◆ **SET EXERCISE**
Please rewrite the stretch of the material below from the line containing "[Batch spec] Target class: overcast" through the line containing "[[750, 238, 797, 283], [66, 329, 128, 379]]", keeping every line in place, and shift each bounding-box coordinate in the answers up by 51.

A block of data
--

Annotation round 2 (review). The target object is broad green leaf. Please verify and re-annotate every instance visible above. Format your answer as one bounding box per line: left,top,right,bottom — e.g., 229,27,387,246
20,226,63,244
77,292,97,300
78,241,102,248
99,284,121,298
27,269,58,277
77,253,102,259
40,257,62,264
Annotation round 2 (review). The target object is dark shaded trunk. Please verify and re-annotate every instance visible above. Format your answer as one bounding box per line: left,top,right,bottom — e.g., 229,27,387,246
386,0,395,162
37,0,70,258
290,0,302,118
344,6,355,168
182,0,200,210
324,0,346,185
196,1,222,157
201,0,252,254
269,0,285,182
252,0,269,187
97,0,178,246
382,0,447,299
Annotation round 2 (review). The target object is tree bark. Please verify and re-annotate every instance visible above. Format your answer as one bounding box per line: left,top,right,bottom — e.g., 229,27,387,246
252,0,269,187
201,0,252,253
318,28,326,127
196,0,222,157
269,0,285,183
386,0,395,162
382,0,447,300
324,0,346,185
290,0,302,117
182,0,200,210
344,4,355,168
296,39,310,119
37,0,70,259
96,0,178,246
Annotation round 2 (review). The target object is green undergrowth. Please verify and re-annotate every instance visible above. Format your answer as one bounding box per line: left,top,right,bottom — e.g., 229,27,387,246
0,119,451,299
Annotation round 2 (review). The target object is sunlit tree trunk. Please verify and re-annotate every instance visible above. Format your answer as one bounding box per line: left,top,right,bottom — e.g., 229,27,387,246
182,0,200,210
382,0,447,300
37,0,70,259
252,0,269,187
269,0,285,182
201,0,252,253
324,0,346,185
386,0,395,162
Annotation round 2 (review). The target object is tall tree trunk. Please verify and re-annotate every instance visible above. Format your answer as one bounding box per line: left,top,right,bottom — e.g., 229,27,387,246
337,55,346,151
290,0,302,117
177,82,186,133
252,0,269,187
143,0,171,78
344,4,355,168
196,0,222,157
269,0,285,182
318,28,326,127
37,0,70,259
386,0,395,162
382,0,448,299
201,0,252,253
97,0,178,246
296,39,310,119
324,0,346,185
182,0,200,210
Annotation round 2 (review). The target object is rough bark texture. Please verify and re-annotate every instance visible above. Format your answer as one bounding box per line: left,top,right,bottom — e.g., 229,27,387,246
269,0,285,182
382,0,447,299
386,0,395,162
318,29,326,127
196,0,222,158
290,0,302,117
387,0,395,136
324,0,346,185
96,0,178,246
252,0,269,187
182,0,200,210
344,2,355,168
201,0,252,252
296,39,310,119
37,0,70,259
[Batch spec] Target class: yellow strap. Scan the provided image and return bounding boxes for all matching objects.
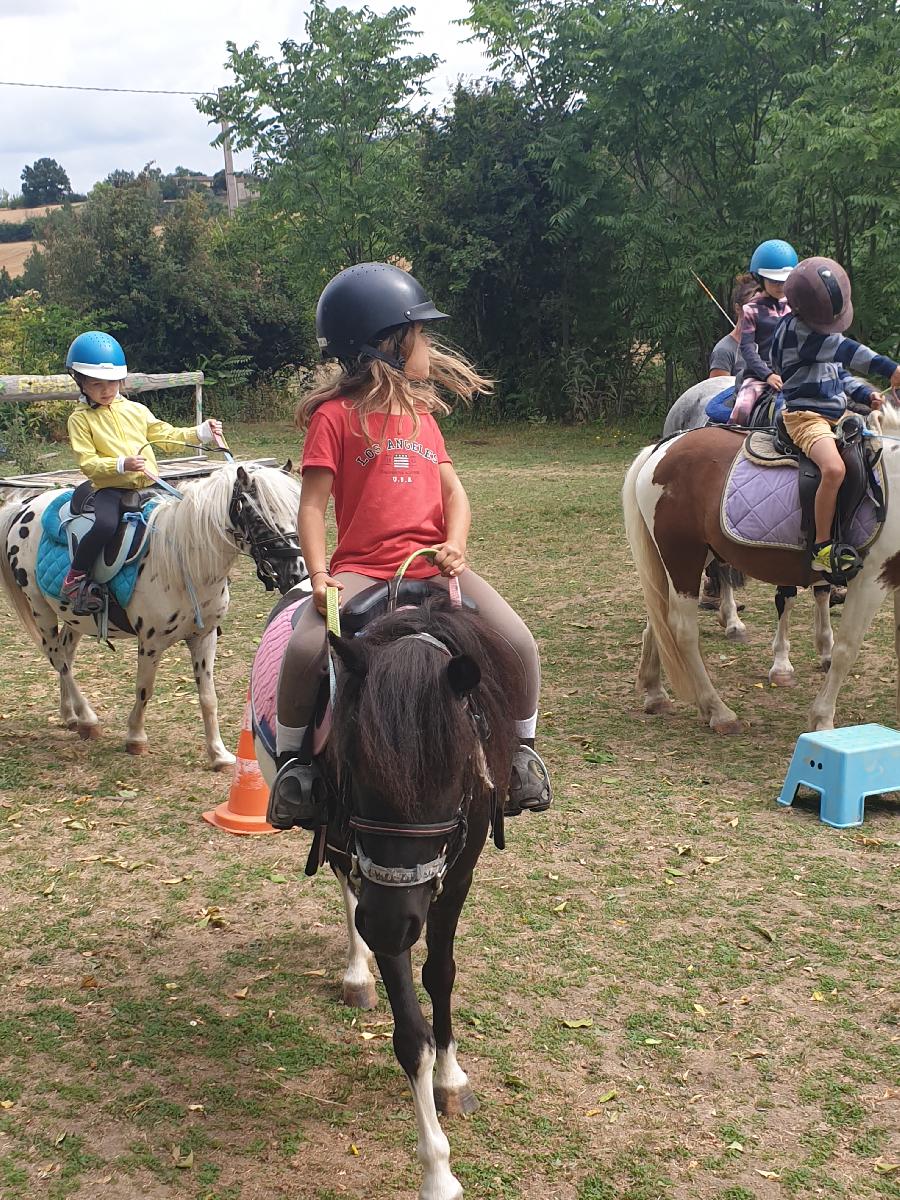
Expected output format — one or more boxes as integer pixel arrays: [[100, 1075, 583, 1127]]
[[325, 588, 341, 637]]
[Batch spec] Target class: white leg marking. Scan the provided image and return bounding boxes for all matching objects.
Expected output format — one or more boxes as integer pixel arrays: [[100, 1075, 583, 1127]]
[[769, 596, 797, 688], [409, 1045, 462, 1200], [335, 871, 378, 1008]]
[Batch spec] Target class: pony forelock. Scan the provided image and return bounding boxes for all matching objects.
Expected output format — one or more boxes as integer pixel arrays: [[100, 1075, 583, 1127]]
[[152, 463, 300, 586]]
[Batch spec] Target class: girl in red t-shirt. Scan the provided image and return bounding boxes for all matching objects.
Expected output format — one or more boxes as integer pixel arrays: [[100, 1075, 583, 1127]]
[[272, 263, 552, 822]]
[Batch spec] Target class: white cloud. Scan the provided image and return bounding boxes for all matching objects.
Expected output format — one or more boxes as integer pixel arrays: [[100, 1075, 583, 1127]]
[[0, 0, 486, 192]]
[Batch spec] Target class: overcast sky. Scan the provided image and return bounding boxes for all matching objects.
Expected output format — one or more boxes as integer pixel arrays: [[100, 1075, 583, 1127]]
[[0, 0, 494, 194]]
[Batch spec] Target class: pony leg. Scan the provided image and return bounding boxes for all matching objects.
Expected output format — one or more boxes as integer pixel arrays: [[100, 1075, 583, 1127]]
[[809, 571, 884, 730], [376, 950, 462, 1200], [125, 637, 160, 755], [668, 584, 740, 733], [637, 622, 672, 715], [185, 626, 234, 770], [31, 598, 100, 740], [769, 587, 797, 688], [812, 583, 834, 671], [332, 868, 378, 1008], [422, 872, 478, 1116], [719, 568, 748, 642]]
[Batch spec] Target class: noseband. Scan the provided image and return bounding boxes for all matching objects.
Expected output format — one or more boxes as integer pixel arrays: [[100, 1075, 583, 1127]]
[[228, 480, 302, 592]]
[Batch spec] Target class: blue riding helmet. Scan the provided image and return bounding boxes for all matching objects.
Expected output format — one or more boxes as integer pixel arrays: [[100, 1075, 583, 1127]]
[[750, 238, 797, 283], [66, 329, 128, 379]]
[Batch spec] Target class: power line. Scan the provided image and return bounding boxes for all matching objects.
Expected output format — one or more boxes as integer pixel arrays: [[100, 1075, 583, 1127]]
[[0, 79, 214, 96]]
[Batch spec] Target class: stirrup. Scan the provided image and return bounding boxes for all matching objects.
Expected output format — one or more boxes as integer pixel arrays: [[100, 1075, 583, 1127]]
[[72, 576, 107, 617], [265, 758, 328, 829], [503, 745, 553, 817]]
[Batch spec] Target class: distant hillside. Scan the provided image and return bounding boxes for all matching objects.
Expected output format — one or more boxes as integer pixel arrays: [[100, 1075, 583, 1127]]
[[0, 204, 79, 278]]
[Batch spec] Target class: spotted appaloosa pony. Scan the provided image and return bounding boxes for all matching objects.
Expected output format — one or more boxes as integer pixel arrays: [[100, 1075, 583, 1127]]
[[0, 464, 306, 769], [257, 596, 516, 1200], [662, 376, 842, 662], [623, 403, 900, 733]]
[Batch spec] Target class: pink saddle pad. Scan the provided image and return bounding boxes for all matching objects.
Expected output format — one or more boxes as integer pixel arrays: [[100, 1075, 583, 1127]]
[[250, 596, 310, 757]]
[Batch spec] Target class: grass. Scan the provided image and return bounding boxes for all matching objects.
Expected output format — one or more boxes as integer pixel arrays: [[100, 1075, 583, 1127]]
[[0, 426, 900, 1200]]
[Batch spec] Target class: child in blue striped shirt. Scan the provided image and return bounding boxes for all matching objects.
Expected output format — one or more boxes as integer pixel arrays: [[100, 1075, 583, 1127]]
[[772, 258, 900, 574]]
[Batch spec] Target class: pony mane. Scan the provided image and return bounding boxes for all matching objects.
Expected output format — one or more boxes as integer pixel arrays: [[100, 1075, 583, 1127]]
[[151, 463, 300, 587], [332, 596, 517, 821], [880, 391, 900, 437]]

--

◆ **EXERCISE SOLUTION**
[Batch spec] Target class: overcast sky. Scan the provided image and return bounding boxes for all matching objects.
Expected output format — one or more boxes as integer pixel arrays: [[100, 1075, 583, 1127]]
[[51, 51, 545, 245]]
[Batch spec] Target class: pony leg. Scan the provided image and return bounding boxes for all matching objects.
Expected output format — one or more boxes as integer pixel arrays: [[100, 1075, 583, 1127]]
[[860, 622, 935, 781], [427, 1001, 513, 1251], [176, 688, 211, 806], [719, 635, 791, 784], [688, 673, 723, 766], [236, 677, 285, 821], [82, 649, 151, 791], [820, 638, 848, 739], [863, 634, 885, 722], [383, 919, 429, 1059], [473, 923, 529, 1167], [770, 619, 799, 693]]
[Batch spec] Target class: noseband. Scan the provided image and return bounding boxes for all matching objects.
Expected output format — one or more boxes as integer pixel arrays: [[100, 1075, 583, 1127]]
[[279, 531, 353, 643]]
[Batch spec] Target class: blue riding helmet. Scan the provided image and return bounding boxes for all matching objects.
Expected output format — one or more boxes as integer pixel arrays: [[100, 1075, 583, 1127]]
[[801, 289, 848, 334], [117, 380, 179, 430]]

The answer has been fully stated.